Rewrite the records as a numbered list with one item per line and blank lines omitted, beginning at the first line of the records and stopping after the line that contains "175 79 L 175".
- - - -
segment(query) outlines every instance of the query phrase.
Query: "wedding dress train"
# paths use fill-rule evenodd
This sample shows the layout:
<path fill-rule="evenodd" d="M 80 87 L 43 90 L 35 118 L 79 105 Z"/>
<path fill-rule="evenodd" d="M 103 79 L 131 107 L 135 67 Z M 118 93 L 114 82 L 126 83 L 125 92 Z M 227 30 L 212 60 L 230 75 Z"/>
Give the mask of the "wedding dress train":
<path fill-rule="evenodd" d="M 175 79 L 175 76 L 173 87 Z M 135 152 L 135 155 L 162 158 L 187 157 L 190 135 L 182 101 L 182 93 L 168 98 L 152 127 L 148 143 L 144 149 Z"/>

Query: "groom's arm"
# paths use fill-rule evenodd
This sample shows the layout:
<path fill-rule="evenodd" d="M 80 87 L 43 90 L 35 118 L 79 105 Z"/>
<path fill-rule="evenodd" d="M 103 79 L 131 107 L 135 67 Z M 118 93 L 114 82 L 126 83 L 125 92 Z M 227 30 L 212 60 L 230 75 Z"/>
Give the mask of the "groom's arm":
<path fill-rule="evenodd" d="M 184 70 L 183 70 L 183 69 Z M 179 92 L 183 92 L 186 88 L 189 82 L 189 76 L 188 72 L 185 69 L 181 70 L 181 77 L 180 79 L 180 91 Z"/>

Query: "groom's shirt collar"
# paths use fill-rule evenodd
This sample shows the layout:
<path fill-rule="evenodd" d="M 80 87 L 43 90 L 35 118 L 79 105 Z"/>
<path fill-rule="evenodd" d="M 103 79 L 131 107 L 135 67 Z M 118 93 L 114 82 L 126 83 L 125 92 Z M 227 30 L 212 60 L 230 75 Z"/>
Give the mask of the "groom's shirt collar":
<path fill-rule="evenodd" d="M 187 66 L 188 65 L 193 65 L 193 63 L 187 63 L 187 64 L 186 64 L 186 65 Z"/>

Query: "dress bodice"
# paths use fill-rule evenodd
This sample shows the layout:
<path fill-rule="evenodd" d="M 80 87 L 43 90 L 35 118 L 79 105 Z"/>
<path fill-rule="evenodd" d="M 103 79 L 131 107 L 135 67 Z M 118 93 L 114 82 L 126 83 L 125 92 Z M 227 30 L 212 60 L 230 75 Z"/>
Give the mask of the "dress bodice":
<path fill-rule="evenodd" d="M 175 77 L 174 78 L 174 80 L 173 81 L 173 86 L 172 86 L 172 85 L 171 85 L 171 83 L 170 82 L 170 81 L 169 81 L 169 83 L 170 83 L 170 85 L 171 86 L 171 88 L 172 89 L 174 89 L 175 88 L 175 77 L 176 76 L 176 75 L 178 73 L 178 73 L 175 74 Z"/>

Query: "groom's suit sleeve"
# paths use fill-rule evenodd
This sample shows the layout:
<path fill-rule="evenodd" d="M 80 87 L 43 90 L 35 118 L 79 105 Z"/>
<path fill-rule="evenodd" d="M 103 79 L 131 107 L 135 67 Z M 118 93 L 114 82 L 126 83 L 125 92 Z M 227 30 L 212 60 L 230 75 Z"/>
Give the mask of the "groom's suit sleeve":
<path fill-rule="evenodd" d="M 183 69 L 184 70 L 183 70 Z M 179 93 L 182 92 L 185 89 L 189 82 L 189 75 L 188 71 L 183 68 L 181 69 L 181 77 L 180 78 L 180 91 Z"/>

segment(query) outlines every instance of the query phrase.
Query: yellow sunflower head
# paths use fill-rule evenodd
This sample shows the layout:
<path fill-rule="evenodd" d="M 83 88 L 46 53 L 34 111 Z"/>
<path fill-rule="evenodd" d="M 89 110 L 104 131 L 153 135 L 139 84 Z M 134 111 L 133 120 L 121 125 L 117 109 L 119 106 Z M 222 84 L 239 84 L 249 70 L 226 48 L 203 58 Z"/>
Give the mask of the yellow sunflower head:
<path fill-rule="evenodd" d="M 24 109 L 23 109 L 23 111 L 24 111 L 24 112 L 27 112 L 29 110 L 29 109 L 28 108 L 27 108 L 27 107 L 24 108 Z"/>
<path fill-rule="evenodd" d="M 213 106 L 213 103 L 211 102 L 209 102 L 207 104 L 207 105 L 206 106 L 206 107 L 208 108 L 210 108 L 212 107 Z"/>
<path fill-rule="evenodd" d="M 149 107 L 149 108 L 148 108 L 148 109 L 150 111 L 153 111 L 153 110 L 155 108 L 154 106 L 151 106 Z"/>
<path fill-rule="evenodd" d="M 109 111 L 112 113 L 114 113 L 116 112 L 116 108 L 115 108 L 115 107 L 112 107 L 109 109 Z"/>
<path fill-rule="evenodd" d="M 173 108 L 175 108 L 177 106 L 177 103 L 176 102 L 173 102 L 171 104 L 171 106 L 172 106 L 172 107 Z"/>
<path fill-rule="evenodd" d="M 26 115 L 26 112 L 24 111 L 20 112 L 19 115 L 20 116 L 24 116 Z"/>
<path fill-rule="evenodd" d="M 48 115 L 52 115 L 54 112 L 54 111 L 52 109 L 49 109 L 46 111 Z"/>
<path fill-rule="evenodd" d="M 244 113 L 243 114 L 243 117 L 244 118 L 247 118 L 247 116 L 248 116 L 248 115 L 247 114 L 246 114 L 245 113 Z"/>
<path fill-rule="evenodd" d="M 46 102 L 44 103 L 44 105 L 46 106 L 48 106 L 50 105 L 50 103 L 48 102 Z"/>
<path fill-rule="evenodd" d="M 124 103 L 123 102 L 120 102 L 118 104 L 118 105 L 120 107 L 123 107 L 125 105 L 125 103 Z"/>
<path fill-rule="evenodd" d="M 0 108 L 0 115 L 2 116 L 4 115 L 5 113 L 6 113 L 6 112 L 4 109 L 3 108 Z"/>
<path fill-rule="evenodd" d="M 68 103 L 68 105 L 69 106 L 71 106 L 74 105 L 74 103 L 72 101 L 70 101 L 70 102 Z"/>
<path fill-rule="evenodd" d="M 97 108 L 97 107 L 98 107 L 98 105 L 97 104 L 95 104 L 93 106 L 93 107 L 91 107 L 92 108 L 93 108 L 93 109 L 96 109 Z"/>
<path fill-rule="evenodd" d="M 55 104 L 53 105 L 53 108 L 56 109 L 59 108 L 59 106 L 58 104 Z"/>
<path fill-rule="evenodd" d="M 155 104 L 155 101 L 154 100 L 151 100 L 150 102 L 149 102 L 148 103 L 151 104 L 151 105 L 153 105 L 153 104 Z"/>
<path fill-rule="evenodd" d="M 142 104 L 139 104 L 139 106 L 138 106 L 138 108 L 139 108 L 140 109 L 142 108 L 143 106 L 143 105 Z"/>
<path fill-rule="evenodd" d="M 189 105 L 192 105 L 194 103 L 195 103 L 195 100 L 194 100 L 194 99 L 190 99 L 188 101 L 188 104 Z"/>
- - - -
▶ _Task solution_:
1. segment(query) outlines every instance of the query phrase.
2. Query: "wedding dress train"
3. # paths use fill-rule evenodd
4. This sample shows the layout:
5. <path fill-rule="evenodd" d="M 80 87 L 43 90 L 35 118 L 79 105 Z"/>
6. <path fill-rule="evenodd" d="M 103 79 L 131 107 L 135 67 Z M 118 93 L 114 82 L 126 83 L 125 92 Z M 227 30 L 212 60 L 230 75 Z"/>
7. Give the mask of the "wedding dress train":
8. <path fill-rule="evenodd" d="M 175 79 L 175 76 L 173 87 Z M 135 152 L 135 155 L 162 158 L 187 157 L 190 135 L 182 101 L 182 93 L 168 98 L 152 127 L 148 143 L 144 149 Z"/>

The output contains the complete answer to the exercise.